■ Reading text ■
It’s been a number of years since you served on the AUA Board of Directors. What do you find has changed in terms of themes and challenges since then?
Research is one thing that has changed significantly. The AUA now has approximately $50 million dedicated to research, which includes about 750 endowments and scholarships. That’s one big area of change. The AUA Quality Registry, or AQUA Registry, also was not in place when you and I were on the Board. As a certified data registry now recognized by the Centers for Medicare & Medicaid Services, it will ultimately help our membership move forward with some of CMS’s new quality initiatives, and it may even help with maintenance of certification (MOC) in the future. There are approximately 480 practices participating in the AQUA Registry right now.
Advocacy is also expanding, and that includes the new Urology Advocacy Summit that will occur in Washington in March of 2018. There are already 12 subspecialty societies that would like to partner with us for that summit. We’d really like to see a big turnout. Additionally, our international outreach and international programs have changed tremendously. When I first started on the Board, Dr. Bob Flanigan started a lot of that outreach, and the person in charge now is Dr. Inderbir Gill. Dr. Gill has done a fantastic job, and he’s focusing more now in the Middle East. We now have about 50 programs in 109 countries.
I think the AUA Office of Education has changed with the times by moving more toward a digital format. AUA University now includes 6,000 abstracts, 400 live surgeries, and many presentations. There’s a lot at members’ fingertips now, and I think Dr. Victor Nitti has done a great job heading up the Office of Education.

■ About this task ■
Reproduce verbatim the passage of the AUA interview above, from "It’s been a" through "Registry right now.".

■ Record extracts ■
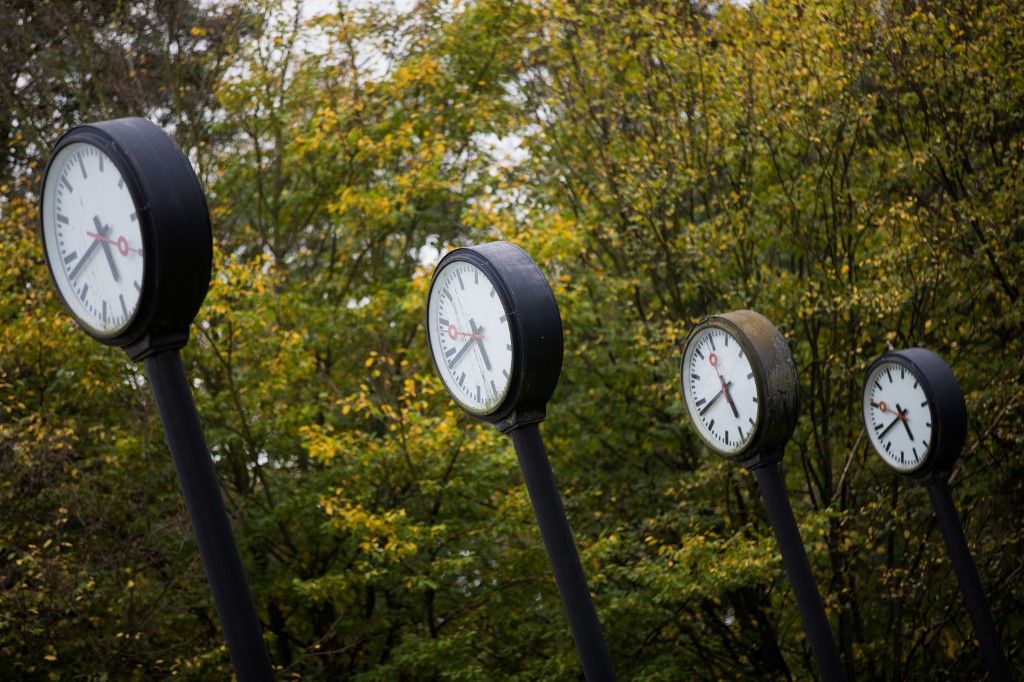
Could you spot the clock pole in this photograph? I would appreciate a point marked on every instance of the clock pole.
(209, 518)
(798, 568)
(159, 194)
(562, 552)
(518, 296)
(967, 577)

■ Completed exercise ■
It’s been a number of years since you served on the AUA Board of Directors. What do you find has changed in terms of themes and challenges since then?
Research is one thing that has changed significantly. The AUA now has approximately $50 million dedicated to research, which includes about 750 endowments and scholarships. That’s one big area of change. The AUA Quality Registry, or AQUA Registry, also was not in place when you and I were on the Board. As a certified data registry now recognized by the Centers for Medicare & Medicaid Services, it will ultimately help our membership move forward with some of CMS’s new quality initiatives, and it may even help with maintenance of certification (MOC) in the future. There are approximately 480 practices participating in the AQUA Registry right now.